(Beginning of Material provided)

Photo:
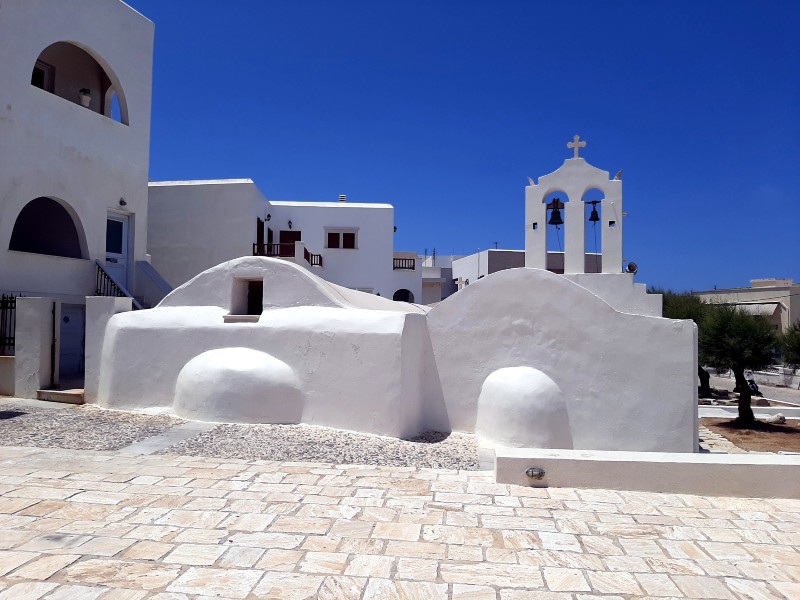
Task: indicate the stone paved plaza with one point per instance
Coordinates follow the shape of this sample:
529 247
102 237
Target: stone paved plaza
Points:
80 524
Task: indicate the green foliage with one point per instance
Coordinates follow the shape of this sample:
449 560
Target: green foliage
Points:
790 343
681 305
731 338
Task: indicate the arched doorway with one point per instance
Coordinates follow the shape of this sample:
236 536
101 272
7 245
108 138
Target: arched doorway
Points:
403 295
48 226
76 74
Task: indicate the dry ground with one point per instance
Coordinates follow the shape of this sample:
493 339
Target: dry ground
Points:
762 437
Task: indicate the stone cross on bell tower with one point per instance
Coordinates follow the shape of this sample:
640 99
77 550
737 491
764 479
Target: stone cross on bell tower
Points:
571 181
576 145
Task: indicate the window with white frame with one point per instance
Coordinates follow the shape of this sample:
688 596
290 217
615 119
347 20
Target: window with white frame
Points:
341 238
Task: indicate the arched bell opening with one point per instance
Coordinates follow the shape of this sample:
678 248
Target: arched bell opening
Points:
403 295
78 74
49 226
593 212
555 233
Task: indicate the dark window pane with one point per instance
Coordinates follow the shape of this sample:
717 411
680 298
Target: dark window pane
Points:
114 236
37 78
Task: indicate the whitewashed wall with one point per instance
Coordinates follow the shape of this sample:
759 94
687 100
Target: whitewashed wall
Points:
356 355
53 147
368 266
613 380
196 225
628 380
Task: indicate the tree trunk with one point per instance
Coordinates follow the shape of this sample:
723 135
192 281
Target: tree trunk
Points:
746 415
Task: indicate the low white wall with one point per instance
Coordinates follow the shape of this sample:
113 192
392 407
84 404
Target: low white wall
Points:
620 292
677 473
99 309
628 380
6 375
34 336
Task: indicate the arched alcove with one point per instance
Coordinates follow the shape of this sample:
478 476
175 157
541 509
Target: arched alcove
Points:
593 212
49 226
403 295
78 74
555 232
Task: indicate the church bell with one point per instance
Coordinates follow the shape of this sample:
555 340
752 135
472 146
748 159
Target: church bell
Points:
555 217
594 217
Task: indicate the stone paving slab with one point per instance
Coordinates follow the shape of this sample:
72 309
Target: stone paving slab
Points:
105 526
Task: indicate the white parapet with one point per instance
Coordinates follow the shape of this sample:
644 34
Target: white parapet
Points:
742 475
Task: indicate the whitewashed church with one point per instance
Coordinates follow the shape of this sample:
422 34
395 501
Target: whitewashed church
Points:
297 312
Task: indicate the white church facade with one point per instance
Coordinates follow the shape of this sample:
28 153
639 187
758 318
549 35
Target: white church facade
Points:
265 325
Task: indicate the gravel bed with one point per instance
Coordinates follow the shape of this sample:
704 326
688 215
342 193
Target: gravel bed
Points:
78 428
319 444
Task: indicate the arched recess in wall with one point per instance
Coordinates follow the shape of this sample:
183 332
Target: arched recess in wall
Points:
49 226
593 213
403 295
76 73
555 232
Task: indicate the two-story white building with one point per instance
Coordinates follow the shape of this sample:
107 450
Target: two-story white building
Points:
75 90
195 225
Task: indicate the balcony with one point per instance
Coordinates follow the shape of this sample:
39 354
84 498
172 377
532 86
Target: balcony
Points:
404 264
288 251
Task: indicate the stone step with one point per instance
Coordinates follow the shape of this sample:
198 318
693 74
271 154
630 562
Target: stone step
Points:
73 396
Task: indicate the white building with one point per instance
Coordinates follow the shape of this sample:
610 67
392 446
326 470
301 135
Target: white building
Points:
778 300
523 358
75 90
195 225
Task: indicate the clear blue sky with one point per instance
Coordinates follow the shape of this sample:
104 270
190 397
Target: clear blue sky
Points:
444 108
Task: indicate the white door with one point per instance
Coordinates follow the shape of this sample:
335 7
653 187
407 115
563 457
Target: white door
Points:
117 247
71 335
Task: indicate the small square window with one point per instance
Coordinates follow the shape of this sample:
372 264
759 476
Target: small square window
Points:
341 239
43 76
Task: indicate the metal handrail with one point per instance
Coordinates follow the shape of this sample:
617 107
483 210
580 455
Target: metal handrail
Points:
315 260
8 311
108 286
283 250
404 263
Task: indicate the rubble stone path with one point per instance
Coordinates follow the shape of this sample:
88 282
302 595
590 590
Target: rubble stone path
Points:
90 525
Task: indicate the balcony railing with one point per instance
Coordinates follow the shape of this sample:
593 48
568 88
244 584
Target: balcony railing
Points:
286 251
315 260
8 312
408 264
279 250
107 286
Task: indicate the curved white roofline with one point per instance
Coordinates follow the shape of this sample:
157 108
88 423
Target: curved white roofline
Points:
199 182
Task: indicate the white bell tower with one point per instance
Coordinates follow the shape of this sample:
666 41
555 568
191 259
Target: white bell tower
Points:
572 180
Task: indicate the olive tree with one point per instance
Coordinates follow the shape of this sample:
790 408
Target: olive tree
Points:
731 338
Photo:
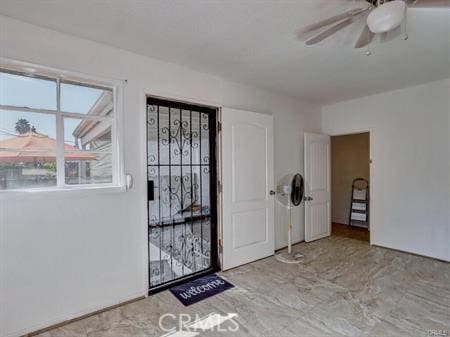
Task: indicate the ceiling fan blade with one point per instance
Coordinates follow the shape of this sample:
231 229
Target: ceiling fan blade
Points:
365 37
304 32
330 31
389 36
429 3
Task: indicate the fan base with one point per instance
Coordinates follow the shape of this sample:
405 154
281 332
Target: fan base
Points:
286 257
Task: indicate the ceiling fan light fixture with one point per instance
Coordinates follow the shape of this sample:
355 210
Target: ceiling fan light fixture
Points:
387 16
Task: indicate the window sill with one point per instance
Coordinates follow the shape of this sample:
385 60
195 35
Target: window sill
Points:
62 191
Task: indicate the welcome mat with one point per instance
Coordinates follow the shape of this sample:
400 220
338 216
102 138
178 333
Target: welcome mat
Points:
199 289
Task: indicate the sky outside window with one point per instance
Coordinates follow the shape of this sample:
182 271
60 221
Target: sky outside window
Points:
22 91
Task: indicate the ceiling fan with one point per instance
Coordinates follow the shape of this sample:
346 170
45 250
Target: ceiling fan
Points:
383 17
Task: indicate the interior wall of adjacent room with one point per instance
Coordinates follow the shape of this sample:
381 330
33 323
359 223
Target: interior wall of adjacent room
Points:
349 160
410 168
62 256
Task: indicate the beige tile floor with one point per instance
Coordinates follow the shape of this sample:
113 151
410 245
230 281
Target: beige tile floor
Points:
343 287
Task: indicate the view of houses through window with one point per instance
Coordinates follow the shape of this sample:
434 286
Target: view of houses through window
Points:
54 133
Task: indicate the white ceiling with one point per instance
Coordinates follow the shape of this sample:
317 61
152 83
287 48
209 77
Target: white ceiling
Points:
254 42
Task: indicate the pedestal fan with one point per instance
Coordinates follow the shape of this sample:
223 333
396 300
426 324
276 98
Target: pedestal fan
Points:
290 191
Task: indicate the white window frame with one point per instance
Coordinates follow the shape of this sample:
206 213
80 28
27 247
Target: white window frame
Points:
62 76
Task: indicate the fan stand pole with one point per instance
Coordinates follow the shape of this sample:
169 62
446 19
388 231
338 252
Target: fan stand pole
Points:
290 230
289 257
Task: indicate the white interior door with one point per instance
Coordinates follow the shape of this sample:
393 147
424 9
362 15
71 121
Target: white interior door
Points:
317 186
247 178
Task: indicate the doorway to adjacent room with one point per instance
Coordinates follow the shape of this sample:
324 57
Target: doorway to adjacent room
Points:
350 185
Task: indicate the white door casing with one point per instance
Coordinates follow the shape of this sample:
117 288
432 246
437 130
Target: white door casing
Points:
247 178
317 186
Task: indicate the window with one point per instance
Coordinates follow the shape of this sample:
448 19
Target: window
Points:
56 132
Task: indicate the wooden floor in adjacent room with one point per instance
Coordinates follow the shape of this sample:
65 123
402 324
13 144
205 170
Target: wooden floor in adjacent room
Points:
351 232
342 288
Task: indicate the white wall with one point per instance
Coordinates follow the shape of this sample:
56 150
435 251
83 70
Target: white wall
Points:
411 166
66 255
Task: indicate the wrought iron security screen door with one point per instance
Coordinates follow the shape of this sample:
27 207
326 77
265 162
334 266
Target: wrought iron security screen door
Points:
181 191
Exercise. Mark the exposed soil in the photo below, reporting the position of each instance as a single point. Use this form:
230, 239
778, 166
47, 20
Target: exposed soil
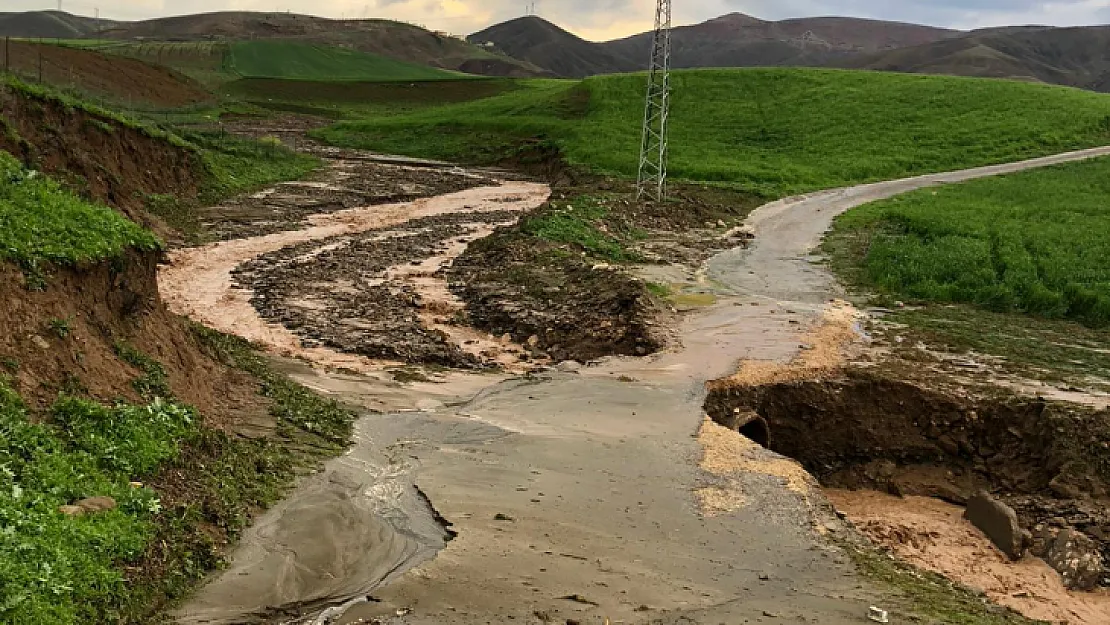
934, 535
392, 93
98, 158
343, 184
200, 281
530, 290
339, 292
63, 340
109, 77
576, 308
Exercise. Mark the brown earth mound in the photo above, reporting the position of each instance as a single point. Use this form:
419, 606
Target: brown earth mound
98, 158
108, 77
866, 430
72, 333
69, 336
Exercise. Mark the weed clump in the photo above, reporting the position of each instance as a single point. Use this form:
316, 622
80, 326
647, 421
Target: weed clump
1031, 243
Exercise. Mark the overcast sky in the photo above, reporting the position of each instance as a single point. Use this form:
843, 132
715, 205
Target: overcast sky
607, 19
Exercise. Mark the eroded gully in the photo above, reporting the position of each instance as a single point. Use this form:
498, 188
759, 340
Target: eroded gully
585, 495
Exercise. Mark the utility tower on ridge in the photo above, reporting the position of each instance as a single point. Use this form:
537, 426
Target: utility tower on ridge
652, 181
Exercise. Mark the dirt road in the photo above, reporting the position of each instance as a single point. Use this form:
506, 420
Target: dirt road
573, 495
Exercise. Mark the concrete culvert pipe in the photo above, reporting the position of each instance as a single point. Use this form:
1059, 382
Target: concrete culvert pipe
752, 426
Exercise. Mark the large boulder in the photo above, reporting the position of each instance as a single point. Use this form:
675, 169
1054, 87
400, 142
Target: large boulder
999, 523
1075, 555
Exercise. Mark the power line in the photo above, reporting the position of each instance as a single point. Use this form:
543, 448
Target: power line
652, 180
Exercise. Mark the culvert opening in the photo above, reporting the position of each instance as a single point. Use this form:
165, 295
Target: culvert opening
1049, 462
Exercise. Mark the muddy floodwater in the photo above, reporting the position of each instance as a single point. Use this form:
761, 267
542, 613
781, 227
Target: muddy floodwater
571, 494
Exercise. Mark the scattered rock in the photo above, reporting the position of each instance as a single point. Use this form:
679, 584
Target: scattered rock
999, 523
578, 598
1075, 555
568, 366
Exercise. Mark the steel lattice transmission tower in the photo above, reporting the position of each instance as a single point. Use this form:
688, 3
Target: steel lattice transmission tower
652, 181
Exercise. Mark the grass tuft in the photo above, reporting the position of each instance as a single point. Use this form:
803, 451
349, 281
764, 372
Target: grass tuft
769, 131
1032, 243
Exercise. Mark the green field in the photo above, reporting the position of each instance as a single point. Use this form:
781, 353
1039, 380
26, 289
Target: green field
218, 62
774, 131
303, 61
40, 222
1033, 242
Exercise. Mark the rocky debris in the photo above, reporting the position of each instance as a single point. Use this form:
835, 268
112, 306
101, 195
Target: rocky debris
742, 233
90, 505
336, 292
999, 523
1072, 554
528, 289
343, 184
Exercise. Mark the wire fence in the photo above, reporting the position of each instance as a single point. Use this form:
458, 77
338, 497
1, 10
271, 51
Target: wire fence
29, 61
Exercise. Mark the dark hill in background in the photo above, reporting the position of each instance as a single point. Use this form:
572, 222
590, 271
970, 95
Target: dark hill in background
392, 39
1076, 57
49, 24
739, 40
396, 40
547, 46
733, 40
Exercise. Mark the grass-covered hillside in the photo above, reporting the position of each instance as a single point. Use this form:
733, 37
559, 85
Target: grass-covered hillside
304, 61
1033, 242
220, 62
775, 131
40, 222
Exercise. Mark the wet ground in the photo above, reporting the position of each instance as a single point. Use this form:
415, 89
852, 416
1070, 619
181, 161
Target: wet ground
573, 494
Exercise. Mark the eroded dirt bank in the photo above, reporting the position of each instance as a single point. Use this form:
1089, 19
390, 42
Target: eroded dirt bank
888, 427
583, 495
367, 315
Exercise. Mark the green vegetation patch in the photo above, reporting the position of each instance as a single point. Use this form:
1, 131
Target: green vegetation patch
1033, 242
305, 61
581, 221
183, 491
236, 164
42, 222
355, 99
57, 568
770, 131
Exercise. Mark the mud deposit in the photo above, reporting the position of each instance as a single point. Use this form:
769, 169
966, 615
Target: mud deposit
345, 183
861, 431
934, 535
353, 294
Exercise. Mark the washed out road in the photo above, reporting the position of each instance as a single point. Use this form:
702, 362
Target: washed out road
568, 495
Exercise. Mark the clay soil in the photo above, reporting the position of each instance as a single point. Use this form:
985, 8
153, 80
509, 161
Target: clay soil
117, 79
337, 292
96, 157
578, 308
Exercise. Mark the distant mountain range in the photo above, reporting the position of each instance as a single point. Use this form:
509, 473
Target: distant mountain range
1076, 57
392, 39
733, 40
50, 24
533, 47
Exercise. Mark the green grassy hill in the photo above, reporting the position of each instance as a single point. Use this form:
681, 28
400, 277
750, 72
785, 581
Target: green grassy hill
222, 62
303, 61
774, 131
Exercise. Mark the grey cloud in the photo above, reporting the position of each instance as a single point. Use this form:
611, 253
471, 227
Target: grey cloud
617, 17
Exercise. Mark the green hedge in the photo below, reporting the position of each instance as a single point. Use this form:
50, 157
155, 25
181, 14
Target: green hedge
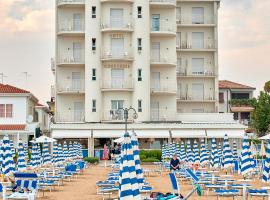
92, 160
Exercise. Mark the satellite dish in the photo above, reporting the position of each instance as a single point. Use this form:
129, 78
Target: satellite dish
29, 118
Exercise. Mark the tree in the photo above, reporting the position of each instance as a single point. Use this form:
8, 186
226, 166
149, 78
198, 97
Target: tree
260, 117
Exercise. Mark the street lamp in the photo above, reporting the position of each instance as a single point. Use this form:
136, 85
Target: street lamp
126, 111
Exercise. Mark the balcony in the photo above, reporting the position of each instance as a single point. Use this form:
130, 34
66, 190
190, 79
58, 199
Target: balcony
70, 3
70, 86
197, 45
195, 21
71, 116
116, 54
163, 87
162, 114
125, 25
117, 85
71, 58
71, 28
162, 61
162, 3
163, 28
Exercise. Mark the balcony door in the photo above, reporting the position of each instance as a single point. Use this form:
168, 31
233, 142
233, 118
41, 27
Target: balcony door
155, 51
155, 80
76, 80
197, 91
117, 47
117, 17
117, 78
77, 21
77, 51
155, 22
78, 111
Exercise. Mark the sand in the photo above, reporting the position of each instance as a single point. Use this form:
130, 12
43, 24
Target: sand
84, 187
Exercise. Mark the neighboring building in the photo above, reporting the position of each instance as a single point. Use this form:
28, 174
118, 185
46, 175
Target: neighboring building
21, 117
233, 99
160, 57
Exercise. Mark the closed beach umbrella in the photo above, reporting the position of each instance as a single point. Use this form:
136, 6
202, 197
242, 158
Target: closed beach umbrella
46, 154
204, 158
227, 153
128, 183
266, 167
8, 166
245, 158
21, 161
138, 168
196, 152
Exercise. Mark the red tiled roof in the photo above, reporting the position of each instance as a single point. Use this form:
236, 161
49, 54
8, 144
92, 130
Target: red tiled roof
17, 127
5, 88
225, 84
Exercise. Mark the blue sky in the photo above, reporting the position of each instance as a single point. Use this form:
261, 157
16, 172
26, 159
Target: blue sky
27, 42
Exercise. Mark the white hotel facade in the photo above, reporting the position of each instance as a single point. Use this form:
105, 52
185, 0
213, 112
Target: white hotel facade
158, 56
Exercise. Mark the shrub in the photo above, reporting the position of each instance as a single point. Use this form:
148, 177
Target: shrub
92, 160
150, 160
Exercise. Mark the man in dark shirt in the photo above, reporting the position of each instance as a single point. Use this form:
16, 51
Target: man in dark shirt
174, 164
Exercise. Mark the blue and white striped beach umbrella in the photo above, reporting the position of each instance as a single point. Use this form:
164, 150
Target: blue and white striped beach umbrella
214, 159
139, 171
196, 152
46, 154
204, 158
21, 161
190, 154
266, 167
227, 153
128, 183
8, 166
246, 161
34, 162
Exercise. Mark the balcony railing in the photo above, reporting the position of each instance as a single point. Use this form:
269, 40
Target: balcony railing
162, 114
116, 54
70, 116
71, 57
195, 19
117, 84
71, 26
163, 26
163, 85
197, 44
70, 86
125, 24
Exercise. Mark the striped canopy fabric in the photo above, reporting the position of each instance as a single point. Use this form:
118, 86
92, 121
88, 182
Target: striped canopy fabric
46, 154
227, 153
266, 167
196, 152
21, 161
204, 158
138, 168
190, 154
128, 183
8, 166
214, 159
245, 158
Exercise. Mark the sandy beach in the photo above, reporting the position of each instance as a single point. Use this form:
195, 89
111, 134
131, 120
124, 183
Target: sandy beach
84, 187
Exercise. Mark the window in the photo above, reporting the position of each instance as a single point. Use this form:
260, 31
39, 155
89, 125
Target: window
197, 65
94, 74
94, 105
140, 105
139, 9
221, 97
139, 44
94, 44
139, 74
94, 14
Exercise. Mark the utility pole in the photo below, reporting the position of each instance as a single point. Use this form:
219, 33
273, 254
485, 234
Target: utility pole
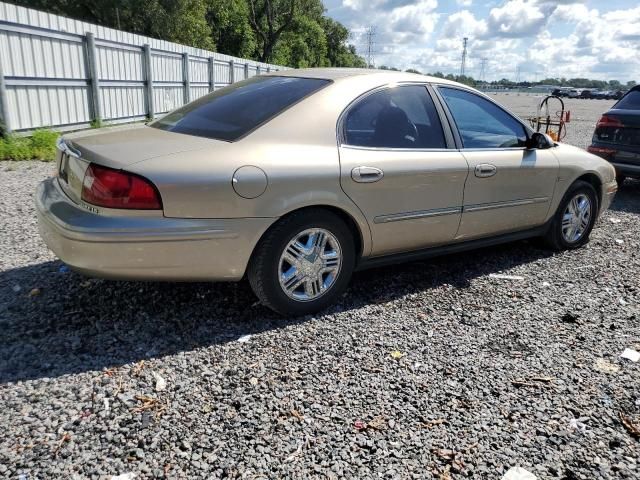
483, 69
464, 56
371, 33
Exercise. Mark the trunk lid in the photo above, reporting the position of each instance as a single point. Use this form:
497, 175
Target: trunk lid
123, 146
116, 147
621, 127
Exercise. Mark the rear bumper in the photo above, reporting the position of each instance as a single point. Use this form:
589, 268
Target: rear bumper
145, 247
627, 169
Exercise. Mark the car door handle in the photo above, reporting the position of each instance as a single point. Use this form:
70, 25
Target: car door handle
485, 170
366, 174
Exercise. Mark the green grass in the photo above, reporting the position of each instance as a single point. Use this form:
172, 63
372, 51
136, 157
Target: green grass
41, 145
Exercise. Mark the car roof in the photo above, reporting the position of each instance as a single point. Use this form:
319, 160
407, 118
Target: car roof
336, 74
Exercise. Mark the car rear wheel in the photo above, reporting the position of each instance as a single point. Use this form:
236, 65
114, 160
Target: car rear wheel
304, 263
574, 219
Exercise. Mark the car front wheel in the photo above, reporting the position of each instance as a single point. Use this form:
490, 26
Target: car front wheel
574, 219
304, 263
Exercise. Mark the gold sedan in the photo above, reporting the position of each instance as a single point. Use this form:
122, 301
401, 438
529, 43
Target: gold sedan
297, 178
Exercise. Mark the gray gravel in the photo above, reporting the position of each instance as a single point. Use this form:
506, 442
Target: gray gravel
489, 374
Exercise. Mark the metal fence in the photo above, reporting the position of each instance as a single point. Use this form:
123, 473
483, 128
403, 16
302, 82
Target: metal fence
63, 73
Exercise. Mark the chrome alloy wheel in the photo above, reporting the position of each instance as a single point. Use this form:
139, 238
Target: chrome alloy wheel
310, 264
576, 218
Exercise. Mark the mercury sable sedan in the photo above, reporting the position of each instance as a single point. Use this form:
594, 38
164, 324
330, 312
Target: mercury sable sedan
297, 178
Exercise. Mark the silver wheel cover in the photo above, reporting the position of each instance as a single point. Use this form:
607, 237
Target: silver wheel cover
310, 264
576, 218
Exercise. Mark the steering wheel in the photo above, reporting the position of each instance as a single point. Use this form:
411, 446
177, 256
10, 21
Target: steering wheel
412, 132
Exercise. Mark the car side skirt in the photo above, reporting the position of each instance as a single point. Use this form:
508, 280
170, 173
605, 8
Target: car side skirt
374, 262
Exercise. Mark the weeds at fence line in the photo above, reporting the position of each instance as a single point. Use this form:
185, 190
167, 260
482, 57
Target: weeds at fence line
41, 145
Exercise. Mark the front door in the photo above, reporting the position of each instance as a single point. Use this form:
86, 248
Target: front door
509, 187
395, 165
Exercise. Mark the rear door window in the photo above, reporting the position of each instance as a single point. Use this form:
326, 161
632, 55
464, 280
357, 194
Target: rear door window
236, 110
397, 117
481, 123
631, 101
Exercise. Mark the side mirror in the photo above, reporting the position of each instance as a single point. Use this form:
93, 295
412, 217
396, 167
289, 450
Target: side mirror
539, 141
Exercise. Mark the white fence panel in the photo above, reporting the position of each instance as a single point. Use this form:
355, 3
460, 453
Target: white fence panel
64, 73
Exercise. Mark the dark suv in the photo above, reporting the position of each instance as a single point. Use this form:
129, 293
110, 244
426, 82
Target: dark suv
617, 136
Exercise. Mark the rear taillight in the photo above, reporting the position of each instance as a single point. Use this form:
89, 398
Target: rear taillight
607, 121
106, 187
601, 151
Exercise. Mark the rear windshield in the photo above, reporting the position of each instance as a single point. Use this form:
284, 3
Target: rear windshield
236, 110
631, 101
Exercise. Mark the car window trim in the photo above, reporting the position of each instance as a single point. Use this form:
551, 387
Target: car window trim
527, 130
327, 82
341, 124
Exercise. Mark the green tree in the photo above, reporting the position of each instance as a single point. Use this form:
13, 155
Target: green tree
230, 27
339, 52
270, 19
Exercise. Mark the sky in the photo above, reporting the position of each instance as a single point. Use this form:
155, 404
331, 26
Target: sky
535, 38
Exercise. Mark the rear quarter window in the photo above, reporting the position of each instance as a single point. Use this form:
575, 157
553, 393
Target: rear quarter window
631, 101
232, 112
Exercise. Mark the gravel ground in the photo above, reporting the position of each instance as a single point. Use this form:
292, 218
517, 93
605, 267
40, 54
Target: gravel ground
584, 113
426, 370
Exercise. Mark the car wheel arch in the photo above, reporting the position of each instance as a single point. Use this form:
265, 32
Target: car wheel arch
360, 241
594, 180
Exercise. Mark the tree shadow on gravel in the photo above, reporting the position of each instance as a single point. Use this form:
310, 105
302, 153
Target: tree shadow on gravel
628, 197
75, 324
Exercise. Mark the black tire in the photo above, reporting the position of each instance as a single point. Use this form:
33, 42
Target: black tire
554, 237
263, 271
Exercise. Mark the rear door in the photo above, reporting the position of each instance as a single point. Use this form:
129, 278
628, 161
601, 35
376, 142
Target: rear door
619, 132
509, 187
398, 167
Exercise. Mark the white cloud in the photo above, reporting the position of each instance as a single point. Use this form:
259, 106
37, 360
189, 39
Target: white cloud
569, 38
518, 18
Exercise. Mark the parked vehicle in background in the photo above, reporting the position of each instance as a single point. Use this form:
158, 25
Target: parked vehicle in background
617, 136
561, 92
250, 180
602, 95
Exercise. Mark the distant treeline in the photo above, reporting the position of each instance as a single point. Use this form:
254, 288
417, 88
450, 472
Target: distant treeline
295, 33
556, 82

(End of Material provided)

Of the lines above, retype only those from the line containing "Target: sky outside window" through the line containing "Task: indicate the doorway", including both, exactly.

Answer for the task:
Target: sky outside window
Points:
22 91
Task: indicate the ceiling fan with one point per instance
Coordinates follow the shape of this sample:
346 170
45 250
Target: ceiling fan
Points:
383 17
Task: indicate the interior wall of adjacent room with one point per instance
Coordinates follow the shape of this sample:
381 330
33 323
359 223
Target: interior wall of adjacent room
Points:
349 160
410 168
62 256
Task: indicate the beige tile floor with one point per instance
Coordinates follow the shape of this sample:
113 151
410 245
230 281
Target: beige tile floor
Points:
343 287
Task: indicate the view of houses through window with one point per instance
Coordinates follow the shape of this sample:
434 286
Target: view of houses through window
Points:
54 133
Task: indicate the white ceiling with one point per instance
Coordinates follow the shape of this sample:
317 61
152 83
287 48
209 77
Target: white ceiling
Points:
254 42
Task: indicate the pedestal fan with one point per instance
Coordinates follow the shape of this sample:
223 333
396 300
426 324
276 98
Target: pedestal fan
Points:
290 191
Task: indicate the white window frame with one point per instance
Coordinates follow the shape of this sample:
206 213
80 28
27 247
Target: white window frame
Points:
62 76
Task: indicate the fan stand pole with one point per instance
Coordinates follow the shape of this sample:
169 62
446 19
388 231
338 252
Target: fan stand pole
Points:
290 230
289 257
Task: indicate the white interior door with one point per instance
Coordinates follow the shape of this sample:
393 147
424 9
362 15
71 121
Target: white interior door
Points:
317 186
247 178
Task: indicate the doorway to adjacent room with one point per instance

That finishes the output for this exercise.